• Goal of the exercise: Leaving the pictures aside, transcribe every line below exactly.

• Entries shown:
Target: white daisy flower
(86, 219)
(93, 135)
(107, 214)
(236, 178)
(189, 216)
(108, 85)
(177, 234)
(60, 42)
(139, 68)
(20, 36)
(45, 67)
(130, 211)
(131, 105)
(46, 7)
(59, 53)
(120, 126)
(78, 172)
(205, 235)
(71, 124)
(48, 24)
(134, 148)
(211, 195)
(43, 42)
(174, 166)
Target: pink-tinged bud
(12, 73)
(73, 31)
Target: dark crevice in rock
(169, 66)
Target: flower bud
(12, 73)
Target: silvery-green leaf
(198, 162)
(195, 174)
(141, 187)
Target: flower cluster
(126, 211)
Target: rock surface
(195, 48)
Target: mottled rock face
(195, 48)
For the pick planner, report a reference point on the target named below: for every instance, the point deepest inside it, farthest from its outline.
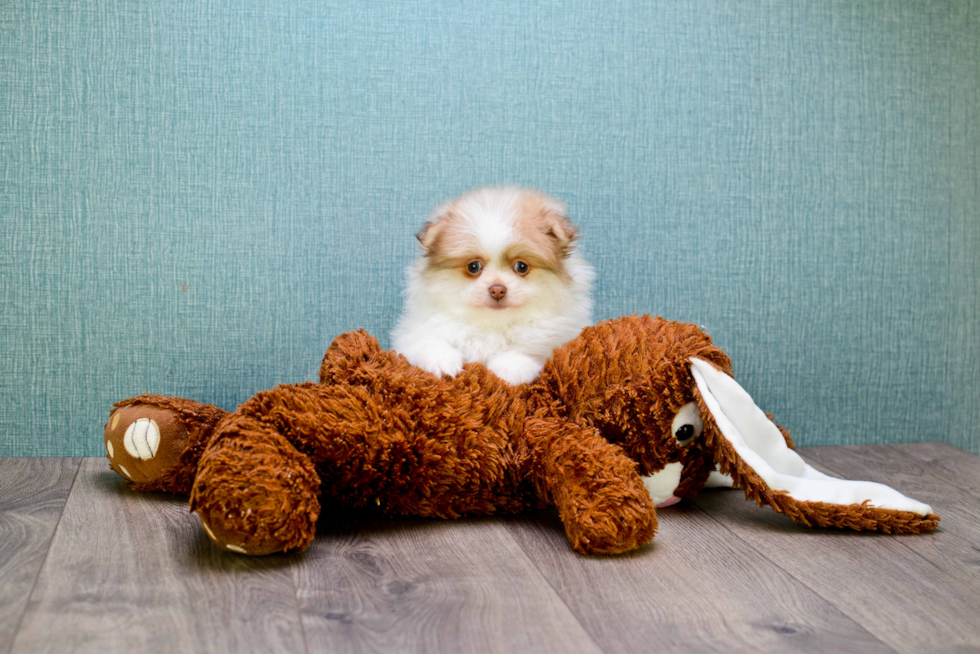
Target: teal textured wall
(197, 196)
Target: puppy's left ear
(557, 223)
(748, 446)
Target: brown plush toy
(635, 412)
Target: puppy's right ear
(430, 230)
(427, 235)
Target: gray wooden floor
(87, 565)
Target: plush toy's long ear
(749, 447)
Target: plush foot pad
(143, 442)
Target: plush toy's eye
(687, 424)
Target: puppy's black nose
(498, 291)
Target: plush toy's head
(665, 394)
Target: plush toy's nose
(497, 291)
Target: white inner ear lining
(761, 446)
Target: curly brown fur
(377, 431)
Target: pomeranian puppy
(499, 282)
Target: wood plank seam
(47, 553)
(299, 608)
(763, 555)
(543, 577)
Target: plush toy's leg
(255, 493)
(599, 494)
(155, 441)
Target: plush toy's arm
(155, 442)
(599, 494)
(255, 492)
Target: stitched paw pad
(143, 441)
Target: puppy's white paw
(438, 358)
(515, 368)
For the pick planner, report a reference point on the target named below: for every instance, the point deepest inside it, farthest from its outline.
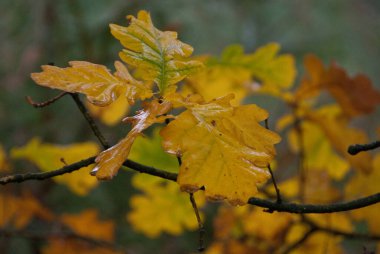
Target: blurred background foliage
(38, 32)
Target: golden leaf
(50, 156)
(110, 114)
(19, 211)
(93, 80)
(276, 72)
(109, 161)
(223, 149)
(159, 55)
(166, 202)
(88, 224)
(355, 95)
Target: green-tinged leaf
(223, 149)
(159, 55)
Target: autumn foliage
(197, 123)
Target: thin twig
(355, 149)
(201, 247)
(90, 121)
(44, 103)
(278, 194)
(283, 207)
(299, 241)
(301, 157)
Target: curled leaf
(159, 55)
(51, 156)
(223, 149)
(109, 161)
(93, 80)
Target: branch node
(43, 104)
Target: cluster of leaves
(223, 150)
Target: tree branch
(83, 163)
(355, 149)
(45, 103)
(308, 208)
(280, 207)
(90, 120)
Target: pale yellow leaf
(109, 161)
(223, 149)
(159, 55)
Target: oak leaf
(88, 224)
(276, 71)
(51, 156)
(93, 80)
(157, 54)
(109, 161)
(112, 113)
(223, 149)
(166, 202)
(355, 95)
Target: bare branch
(45, 103)
(355, 149)
(308, 208)
(201, 229)
(90, 121)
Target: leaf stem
(90, 120)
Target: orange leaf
(109, 161)
(355, 95)
(223, 149)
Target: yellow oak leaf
(217, 81)
(93, 80)
(362, 185)
(335, 127)
(50, 157)
(65, 246)
(150, 147)
(355, 95)
(110, 114)
(159, 55)
(19, 211)
(109, 161)
(4, 164)
(318, 152)
(275, 71)
(167, 203)
(88, 224)
(318, 242)
(223, 149)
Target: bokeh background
(38, 32)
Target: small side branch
(355, 149)
(90, 121)
(84, 163)
(278, 194)
(201, 229)
(307, 208)
(44, 103)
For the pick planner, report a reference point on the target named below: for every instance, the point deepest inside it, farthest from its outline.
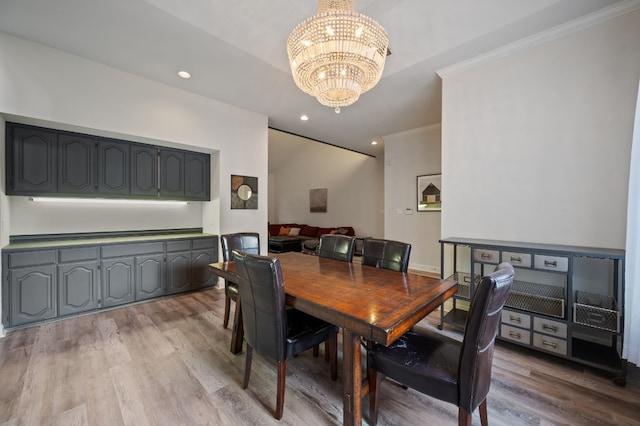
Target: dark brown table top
(375, 303)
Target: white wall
(408, 155)
(52, 88)
(354, 185)
(46, 86)
(536, 143)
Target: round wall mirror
(244, 192)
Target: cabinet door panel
(77, 287)
(117, 280)
(33, 294)
(144, 171)
(149, 276)
(197, 181)
(201, 275)
(32, 161)
(171, 174)
(77, 164)
(113, 167)
(178, 272)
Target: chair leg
(227, 308)
(331, 347)
(247, 367)
(484, 421)
(282, 373)
(375, 379)
(464, 417)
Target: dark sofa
(300, 237)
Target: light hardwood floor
(167, 362)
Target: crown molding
(618, 9)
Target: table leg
(352, 397)
(238, 329)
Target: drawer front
(554, 328)
(550, 344)
(123, 250)
(551, 263)
(516, 318)
(183, 245)
(486, 256)
(202, 243)
(78, 254)
(516, 334)
(521, 260)
(31, 258)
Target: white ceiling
(235, 51)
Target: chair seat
(231, 290)
(305, 331)
(427, 363)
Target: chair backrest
(386, 254)
(261, 288)
(474, 370)
(338, 247)
(248, 242)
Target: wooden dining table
(365, 302)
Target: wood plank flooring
(167, 362)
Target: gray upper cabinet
(172, 176)
(113, 167)
(144, 171)
(77, 156)
(196, 175)
(56, 163)
(31, 160)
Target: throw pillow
(284, 230)
(294, 231)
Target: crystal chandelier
(337, 54)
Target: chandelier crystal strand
(337, 54)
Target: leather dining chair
(245, 241)
(442, 367)
(338, 247)
(272, 329)
(386, 254)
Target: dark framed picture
(429, 193)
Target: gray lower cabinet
(78, 289)
(178, 272)
(33, 294)
(117, 281)
(149, 276)
(66, 280)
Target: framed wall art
(429, 193)
(244, 192)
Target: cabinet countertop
(35, 245)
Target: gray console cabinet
(68, 279)
(565, 300)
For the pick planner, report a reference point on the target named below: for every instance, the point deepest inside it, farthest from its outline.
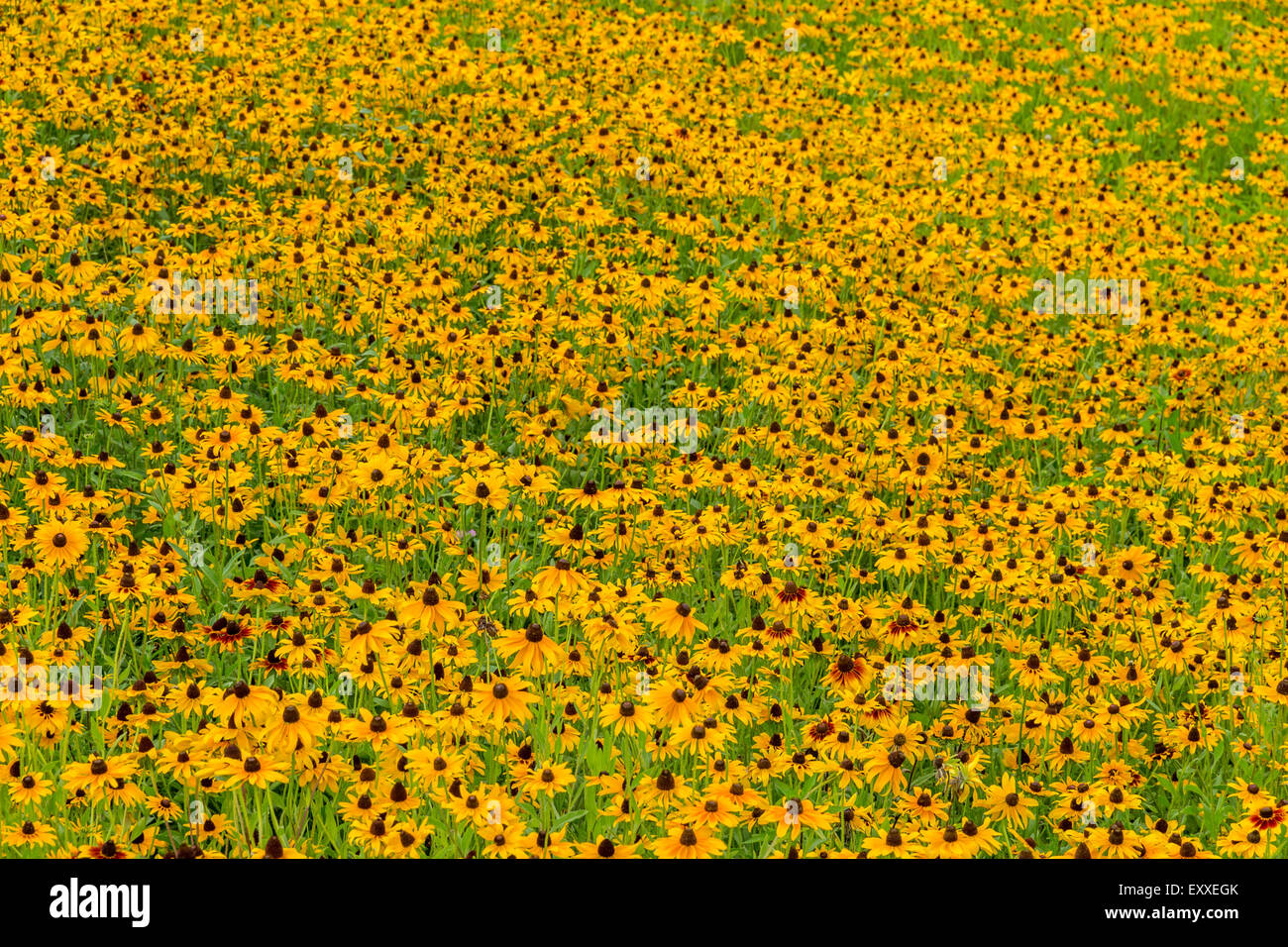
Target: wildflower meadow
(825, 429)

• Reply to the task:
Target: white daisy flower
(86, 219)
(93, 135)
(107, 214)
(236, 178)
(189, 216)
(108, 85)
(177, 234)
(60, 42)
(139, 68)
(20, 36)
(45, 67)
(130, 211)
(131, 105)
(46, 7)
(59, 53)
(120, 126)
(78, 172)
(205, 235)
(71, 124)
(48, 24)
(134, 148)
(211, 195)
(43, 42)
(174, 166)
Target: pink-tinged bud
(12, 73)
(73, 31)
Target: dark crevice in rock
(169, 66)
Target: flower bud
(12, 73)
Target: silvery-green leaf
(198, 162)
(195, 174)
(141, 187)
Target: flower cluster
(126, 211)
Target: rock surface
(195, 48)
Target: mottled rock face
(195, 48)
For the pick planner, report a reference point on the target named below: for every instance, the point deepest inside it, farthest from its outline.
Target: teal textured wall
(197, 196)
Target: puppy's left ear
(557, 223)
(748, 446)
Target: brown plush toy
(635, 412)
Target: puppy's right ear
(430, 230)
(427, 235)
Target: gray wooden floor
(87, 565)
Target: plush toy's long ear
(749, 447)
Target: plush foot pad
(143, 442)
Target: plush toy's eye
(687, 424)
Target: puppy's black nose
(498, 291)
Target: plush toy's head
(665, 394)
Target: plush toy's nose
(497, 291)
Target: white inner ear lining
(761, 446)
Target: curly brown fur
(377, 431)
Target: pomeranian puppy
(499, 282)
Target: wood plank seam
(47, 553)
(299, 608)
(763, 555)
(543, 577)
Target: plush toy's leg
(255, 493)
(599, 494)
(155, 441)
Target: plush toy's arm
(155, 442)
(599, 494)
(255, 492)
Target: stitched paw pad
(143, 441)
Target: puppy's white paw
(438, 358)
(515, 368)
For the pick planner, report a reference point on the target named below: for every instance, the point deepest inside it, farthest from its outline.
Target: blurred background foliage
(38, 32)
Target: golden leaf
(50, 156)
(110, 114)
(19, 211)
(93, 80)
(276, 72)
(109, 161)
(223, 149)
(159, 55)
(166, 202)
(88, 224)
(355, 95)
Target: green-tinged leaf
(223, 149)
(159, 55)
Target: autumn foliage
(197, 123)
Target: thin twig
(355, 149)
(201, 247)
(90, 121)
(44, 103)
(278, 194)
(283, 207)
(299, 241)
(301, 157)
Target: curled leaf
(159, 55)
(51, 156)
(223, 149)
(109, 161)
(93, 80)
Target: branch node
(43, 104)
Target: cluster of leaves
(223, 150)
Target: tree branch
(83, 163)
(355, 149)
(45, 103)
(308, 208)
(280, 207)
(90, 120)
Target: pale yellow leaf
(109, 161)
(223, 149)
(159, 55)
Target: oak leaf
(88, 224)
(276, 71)
(51, 156)
(93, 80)
(157, 54)
(109, 161)
(112, 113)
(223, 149)
(166, 202)
(355, 95)
Target: bare branch
(45, 103)
(355, 149)
(308, 208)
(201, 229)
(90, 121)
Target: leaf stem
(90, 120)
Target: orange leaf
(109, 161)
(355, 95)
(223, 149)
Target: yellow oak leaf
(217, 81)
(93, 80)
(362, 185)
(335, 127)
(50, 157)
(65, 246)
(150, 147)
(355, 95)
(110, 114)
(159, 55)
(19, 211)
(109, 161)
(4, 164)
(318, 152)
(275, 71)
(167, 203)
(88, 224)
(318, 242)
(223, 149)
Target: bokeh background
(38, 32)
Target: small side branch
(355, 149)
(90, 121)
(84, 163)
(278, 194)
(201, 229)
(307, 208)
(44, 103)
For the pick planner, report a reference point on the target named below: for every instance, the point deepest inside it, farthest from its outline.
Target: dark brown table top
(375, 303)
Target: white wall
(408, 155)
(52, 88)
(354, 185)
(46, 86)
(536, 143)
Target: round wall mirror
(244, 192)
Target: cabinet door panel
(77, 287)
(117, 280)
(33, 294)
(144, 171)
(149, 276)
(197, 181)
(201, 275)
(32, 161)
(171, 174)
(77, 164)
(113, 167)
(178, 272)
Target: chair leg
(227, 308)
(331, 347)
(247, 367)
(484, 421)
(282, 373)
(375, 379)
(464, 417)
Target: dark sofa
(300, 237)
Target: light hardwood floor
(167, 362)
Target: crown molding
(618, 9)
Target: table leg
(352, 397)
(238, 329)
Target: drawer front
(554, 328)
(550, 344)
(123, 250)
(551, 263)
(516, 318)
(183, 245)
(486, 256)
(202, 243)
(78, 254)
(516, 334)
(521, 260)
(31, 258)
Target: white ceiling
(235, 51)
Target: chair seat
(231, 290)
(305, 331)
(427, 363)
Target: chair backrest
(386, 254)
(261, 288)
(474, 370)
(338, 247)
(248, 242)
Target: wooden dining table
(365, 302)
Target: wood plank flooring
(167, 362)
Target: gray upper cabinet
(172, 176)
(113, 167)
(144, 171)
(77, 156)
(196, 175)
(56, 163)
(31, 160)
Target: throw pillow
(284, 230)
(294, 231)
Target: crystal chandelier
(337, 54)
Target: chandelier crystal strand
(337, 54)
Target: leather dining chair
(245, 241)
(442, 367)
(338, 247)
(272, 329)
(386, 254)
Target: dark framed picture
(429, 193)
Target: gray lower cabinet
(78, 289)
(178, 272)
(33, 294)
(117, 281)
(149, 276)
(66, 280)
Target: framed wall art
(429, 193)
(244, 192)
Target: cabinet countertop
(35, 245)
Target: gray console cabinet
(68, 279)
(565, 300)
For the pick planner, report a reference point on the target named below: for every instance, the point deepest inside it, farthest from its outline.
Target: wildflower meadow
(825, 429)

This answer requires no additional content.